Convert every line of the data below into a numbered list, skipping blank lines and leaving the pictures out of your answer.

-- start Supplied records --

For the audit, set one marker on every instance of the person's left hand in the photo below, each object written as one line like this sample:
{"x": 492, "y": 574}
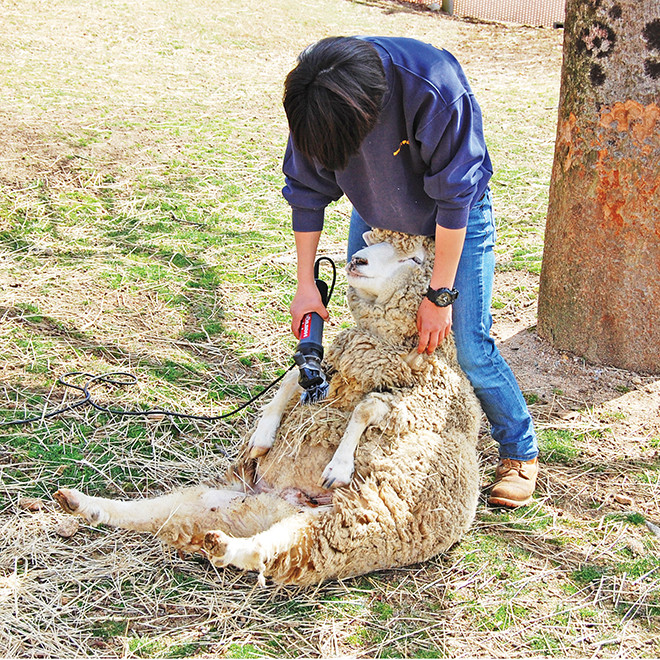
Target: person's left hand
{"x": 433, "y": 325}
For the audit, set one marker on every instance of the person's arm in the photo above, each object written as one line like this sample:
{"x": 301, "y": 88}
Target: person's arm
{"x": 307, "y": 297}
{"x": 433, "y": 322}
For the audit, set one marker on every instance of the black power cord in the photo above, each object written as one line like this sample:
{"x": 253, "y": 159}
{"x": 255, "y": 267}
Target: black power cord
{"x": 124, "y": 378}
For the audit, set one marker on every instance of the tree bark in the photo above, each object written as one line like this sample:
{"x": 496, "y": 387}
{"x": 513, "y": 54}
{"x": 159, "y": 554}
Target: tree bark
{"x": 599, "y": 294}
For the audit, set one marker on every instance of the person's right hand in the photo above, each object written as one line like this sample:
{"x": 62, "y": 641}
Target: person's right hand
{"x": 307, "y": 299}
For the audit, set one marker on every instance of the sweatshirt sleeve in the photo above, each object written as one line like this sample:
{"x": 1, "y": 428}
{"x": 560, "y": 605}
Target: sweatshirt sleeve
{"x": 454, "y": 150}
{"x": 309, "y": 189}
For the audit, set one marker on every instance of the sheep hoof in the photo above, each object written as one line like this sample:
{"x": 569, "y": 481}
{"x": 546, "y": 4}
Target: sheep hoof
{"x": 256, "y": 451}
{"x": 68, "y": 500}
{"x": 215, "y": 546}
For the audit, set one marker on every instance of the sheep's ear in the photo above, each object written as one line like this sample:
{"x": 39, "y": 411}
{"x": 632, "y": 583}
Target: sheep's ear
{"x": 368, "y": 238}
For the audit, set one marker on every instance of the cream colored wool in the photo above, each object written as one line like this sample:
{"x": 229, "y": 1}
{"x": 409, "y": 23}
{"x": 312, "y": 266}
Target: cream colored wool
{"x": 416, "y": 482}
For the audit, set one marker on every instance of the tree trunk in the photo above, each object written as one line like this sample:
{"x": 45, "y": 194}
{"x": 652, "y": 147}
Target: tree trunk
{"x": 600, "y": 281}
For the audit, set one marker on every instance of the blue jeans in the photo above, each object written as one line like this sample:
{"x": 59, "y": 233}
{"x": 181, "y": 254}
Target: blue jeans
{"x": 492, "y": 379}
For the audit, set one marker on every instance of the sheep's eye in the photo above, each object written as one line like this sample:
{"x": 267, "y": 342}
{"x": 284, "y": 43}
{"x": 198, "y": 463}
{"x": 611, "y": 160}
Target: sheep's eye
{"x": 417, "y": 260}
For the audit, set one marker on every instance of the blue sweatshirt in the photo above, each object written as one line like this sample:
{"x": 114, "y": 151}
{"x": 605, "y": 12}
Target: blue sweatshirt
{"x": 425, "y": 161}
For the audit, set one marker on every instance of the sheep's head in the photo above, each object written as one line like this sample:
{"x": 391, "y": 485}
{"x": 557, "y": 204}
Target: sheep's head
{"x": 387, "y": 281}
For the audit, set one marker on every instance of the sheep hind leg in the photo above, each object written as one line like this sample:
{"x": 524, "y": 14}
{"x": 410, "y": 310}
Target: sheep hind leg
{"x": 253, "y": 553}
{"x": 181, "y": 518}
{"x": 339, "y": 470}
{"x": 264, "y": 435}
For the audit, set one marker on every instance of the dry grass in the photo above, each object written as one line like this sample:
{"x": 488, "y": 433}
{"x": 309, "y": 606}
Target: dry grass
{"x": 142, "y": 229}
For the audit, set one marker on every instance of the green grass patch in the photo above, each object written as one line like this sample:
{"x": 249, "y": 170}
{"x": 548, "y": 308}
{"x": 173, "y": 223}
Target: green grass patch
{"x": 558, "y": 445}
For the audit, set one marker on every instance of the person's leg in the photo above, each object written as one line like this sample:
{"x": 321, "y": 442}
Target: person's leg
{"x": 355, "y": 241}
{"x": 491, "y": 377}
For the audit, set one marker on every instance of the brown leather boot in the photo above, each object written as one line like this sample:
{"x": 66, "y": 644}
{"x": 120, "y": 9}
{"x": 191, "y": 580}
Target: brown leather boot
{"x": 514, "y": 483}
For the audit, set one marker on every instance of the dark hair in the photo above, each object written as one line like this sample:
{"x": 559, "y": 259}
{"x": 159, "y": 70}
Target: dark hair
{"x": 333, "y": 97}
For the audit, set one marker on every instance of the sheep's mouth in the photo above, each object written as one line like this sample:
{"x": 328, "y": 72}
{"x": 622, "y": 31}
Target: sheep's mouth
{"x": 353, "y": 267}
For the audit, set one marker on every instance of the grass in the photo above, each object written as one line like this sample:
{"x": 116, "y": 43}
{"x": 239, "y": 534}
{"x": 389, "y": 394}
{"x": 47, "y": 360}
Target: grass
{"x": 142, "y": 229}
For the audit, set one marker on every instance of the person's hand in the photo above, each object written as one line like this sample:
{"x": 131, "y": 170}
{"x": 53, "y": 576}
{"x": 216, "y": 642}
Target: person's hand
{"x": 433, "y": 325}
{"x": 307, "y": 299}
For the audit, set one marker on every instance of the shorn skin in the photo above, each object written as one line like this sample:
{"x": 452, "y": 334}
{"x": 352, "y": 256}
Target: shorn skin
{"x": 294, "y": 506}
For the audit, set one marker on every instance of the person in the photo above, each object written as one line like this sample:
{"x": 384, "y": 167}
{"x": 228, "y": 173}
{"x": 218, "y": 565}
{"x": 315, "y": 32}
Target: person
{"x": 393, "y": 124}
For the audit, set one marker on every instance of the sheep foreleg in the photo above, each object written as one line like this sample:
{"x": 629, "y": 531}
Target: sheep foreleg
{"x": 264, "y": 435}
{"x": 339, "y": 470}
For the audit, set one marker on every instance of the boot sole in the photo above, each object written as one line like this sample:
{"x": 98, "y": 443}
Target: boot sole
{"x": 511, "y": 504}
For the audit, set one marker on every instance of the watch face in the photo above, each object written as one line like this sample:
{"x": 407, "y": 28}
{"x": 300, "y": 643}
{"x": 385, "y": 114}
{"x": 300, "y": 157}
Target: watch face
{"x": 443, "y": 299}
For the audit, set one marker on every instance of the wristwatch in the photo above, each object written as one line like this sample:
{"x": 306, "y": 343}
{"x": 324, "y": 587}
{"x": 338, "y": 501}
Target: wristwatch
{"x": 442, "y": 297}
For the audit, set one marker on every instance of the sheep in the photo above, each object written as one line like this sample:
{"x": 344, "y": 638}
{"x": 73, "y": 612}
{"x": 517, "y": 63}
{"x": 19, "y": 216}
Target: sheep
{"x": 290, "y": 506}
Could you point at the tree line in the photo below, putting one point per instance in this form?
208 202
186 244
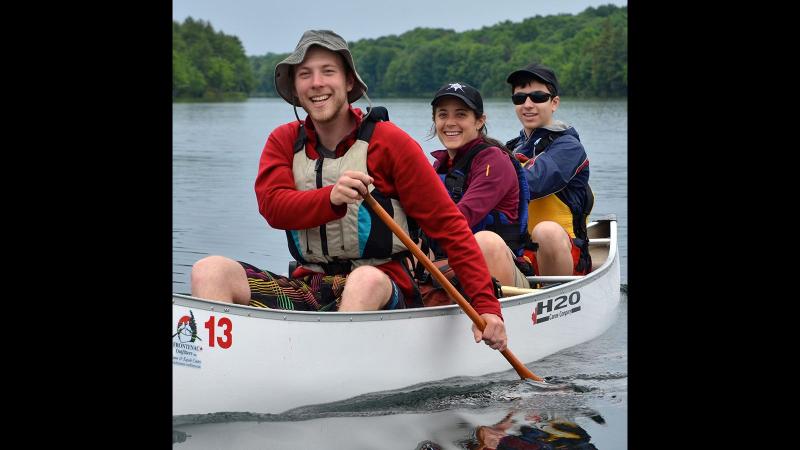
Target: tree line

-- end Supplied records --

*The answer:*
1. For the audit, set one marker on every instance of the person's left hand in the photo below, each object written as one line like this sample:
2. {"x": 492, "y": 574}
3. Target: person's left hand
4. {"x": 433, "y": 325}
5. For the audit, set one marker on every instance of the person's arm in the photo above, each object written as one line like this sample:
6. {"x": 301, "y": 88}
7. Target: person's arm
8. {"x": 307, "y": 297}
9. {"x": 433, "y": 322}
10. For the audit, set one marker on every instance of the black power cord in the photo above, each object written as one line like this sample:
11. {"x": 253, "y": 159}
12. {"x": 255, "y": 267}
13. Target: black power cord
14. {"x": 124, "y": 378}
15. For the audit, set one marker on every instance of the tree bark in the photo above, each object written as one line like this sample:
16. {"x": 496, "y": 387}
17. {"x": 513, "y": 54}
18. {"x": 159, "y": 554}
19. Target: tree bark
20. {"x": 599, "y": 294}
21. For the audit, set one marker on every instance of the person's right hand in the photo above, each object written as one line like this sample:
22. {"x": 62, "y": 641}
23. Target: person's right hand
24. {"x": 307, "y": 299}
25. For the audit, set one marker on every instance of the sweatshirt sleeve in the photo above, each object written as one line like this sample:
26. {"x": 1, "y": 428}
27. {"x": 560, "y": 605}
28. Target: sweatshirt sleeve
29. {"x": 454, "y": 150}
30. {"x": 309, "y": 189}
31. For the audit, set one marker on every instance of the sheep hoof in the photo above, each object written as one line like this sample:
32. {"x": 569, "y": 481}
33. {"x": 546, "y": 4}
34. Target: sheep hoof
35. {"x": 256, "y": 451}
36. {"x": 68, "y": 500}
37. {"x": 215, "y": 546}
38. For the audit, set one marker on every instance of the sheep's ear in the photo above, each object written as one line like this sample:
39. {"x": 39, "y": 411}
40. {"x": 632, "y": 583}
41. Target: sheep's ear
42. {"x": 368, "y": 238}
43. For the audit, set one marker on every instance of the cream colored wool in the photo above, each object written as one line like this sample:
44. {"x": 229, "y": 1}
45. {"x": 409, "y": 23}
46. {"x": 312, "y": 266}
47. Target: cream colored wool
48. {"x": 416, "y": 482}
49. For the audit, set one marker on every instance of the tree trunk in the photo above, each object written as one line like this sample:
50. {"x": 45, "y": 194}
51. {"x": 652, "y": 147}
52. Target: tree trunk
53. {"x": 600, "y": 281}
54. For the audit, set one marker on every instance of the blue jeans in the photo above, each object written as one line like this sample:
55. {"x": 59, "y": 233}
56. {"x": 181, "y": 254}
57. Target: blue jeans
58. {"x": 492, "y": 379}
59. For the audit, set one marker on every instance of the sheep's eye in the photo above, each object written as one line like this sample:
60. {"x": 267, "y": 342}
61. {"x": 284, "y": 43}
62. {"x": 198, "y": 463}
63. {"x": 611, "y": 160}
64. Target: sheep's eye
65. {"x": 417, "y": 260}
66. For the audit, set one marker on every instance of the blue sweatshirt in the photo above, each object written as one line like this sample:
67. {"x": 114, "y": 151}
68. {"x": 605, "y": 12}
69. Target: blue sweatshirt
70. {"x": 425, "y": 161}
71. For the audit, set one marker on every instance of the sheep's head in the photo above, each object written as one line like this sample:
72. {"x": 391, "y": 485}
73. {"x": 557, "y": 204}
74. Target: sheep's head
75. {"x": 387, "y": 281}
76. For the audit, set one marker on every instance of the sheep hind leg in the photo above, each object written as one line like this sample:
77. {"x": 524, "y": 14}
78. {"x": 410, "y": 310}
79. Target: sheep hind leg
80. {"x": 253, "y": 553}
81. {"x": 181, "y": 518}
82. {"x": 339, "y": 470}
83. {"x": 264, "y": 435}
84. For the audit, set one marker on every instance of the dry grass in the photo above, each object written as one line like this sample:
85. {"x": 488, "y": 433}
86. {"x": 309, "y": 606}
87. Target: dry grass
88. {"x": 142, "y": 229}
89. For the audit, set one marker on every instance of the green grass patch in the photo above, each object written as one line like this sample:
90. {"x": 249, "y": 170}
91. {"x": 548, "y": 308}
92. {"x": 173, "y": 223}
93. Target: green grass patch
94. {"x": 558, "y": 445}
95. For the audit, set one marker on every instance of the person's leg in the photo above, each object written as one line like this sample:
96. {"x": 321, "y": 442}
97. Target: person's leg
98. {"x": 355, "y": 241}
99. {"x": 491, "y": 377}
100. For the audit, set one marker on every instance of the brown leather boot in the photo above, each object written as one line like this sample:
101. {"x": 66, "y": 644}
102. {"x": 120, "y": 9}
103. {"x": 191, "y": 580}
104. Target: brown leather boot
105. {"x": 514, "y": 483}
106. For the audit, set one marker on every instance of the dark hair in the photo above, each object written as one line like this sample:
107. {"x": 559, "y": 259}
108. {"x": 159, "y": 70}
109. Target: dark hair
110. {"x": 333, "y": 97}
111. For the audit, set one marker on every instance of the sheep's mouth in the photo above, each object written as one line like this sample:
112. {"x": 328, "y": 72}
113. {"x": 622, "y": 31}
114. Target: sheep's mouth
115. {"x": 353, "y": 267}
116. For the audit, set one marker on every instance of the grass in the photo above, each object written as one line like this sample:
117. {"x": 116, "y": 43}
118. {"x": 239, "y": 534}
119. {"x": 389, "y": 394}
120. {"x": 47, "y": 360}
121. Target: grass
122. {"x": 142, "y": 229}
123. For the audit, set one marker on every instance of the person's hand in the photo above, each object written as one line like this sample:
124. {"x": 131, "y": 170}
125. {"x": 53, "y": 576}
126. {"x": 216, "y": 642}
127. Target: person's hand
128. {"x": 433, "y": 325}
129. {"x": 307, "y": 299}
130. For the audit, set one marker on every instance of the shorn skin in the photo above, each object written as one line like this sample:
131. {"x": 452, "y": 334}
132. {"x": 352, "y": 256}
133. Target: shorn skin
134. {"x": 294, "y": 506}
135. For the audit, set one marker on every instance of the person in the photo above, each object written as one line like this sample:
136. {"x": 384, "y": 167}
137. {"x": 228, "y": 173}
138. {"x": 218, "y": 565}
139. {"x": 315, "y": 32}
140. Target: person
141. {"x": 393, "y": 124}
142. For the audit, set one marker on every instance of the sheep foreleg in the photo above, each object written as one line like this sample:
143. {"x": 629, "y": 531}
144. Target: sheep foreleg
145. {"x": 264, "y": 435}
146. {"x": 339, "y": 470}
147. For the audit, set one marker on every instance of the boot sole in the photo above, each object written as one line like this sample:
148. {"x": 98, "y": 443}
149. Target: boot sole
150. {"x": 511, "y": 504}
151. For the audit, set one marker on every instance of the watch face in the photo above, each object written as one line like this sample:
152. {"x": 407, "y": 28}
153. {"x": 300, "y": 643}
154. {"x": 385, "y": 114}
155. {"x": 300, "y": 157}
156. Target: watch face
157. {"x": 443, "y": 299}
158. For the audit, set one marker on every instance of the wristwatch in the photo above, each object written as one line like this sample:
159. {"x": 306, "y": 343}
160. {"x": 324, "y": 587}
161. {"x": 338, "y": 501}
162. Target: wristwatch
163. {"x": 442, "y": 297}
164. For the audit, set one marker on every instance of the sheep in the photo above, each object written as one line like this sample:
165. {"x": 344, "y": 638}
166. {"x": 73, "y": 612}
167. {"x": 517, "y": 63}
168. {"x": 19, "y": 216}
169. Target: sheep
170. {"x": 290, "y": 506}
171. Could you point at the tree line in the photo below, putting one point per instance in this form?
172. 208 202
173. 186 244
174. Target: tree line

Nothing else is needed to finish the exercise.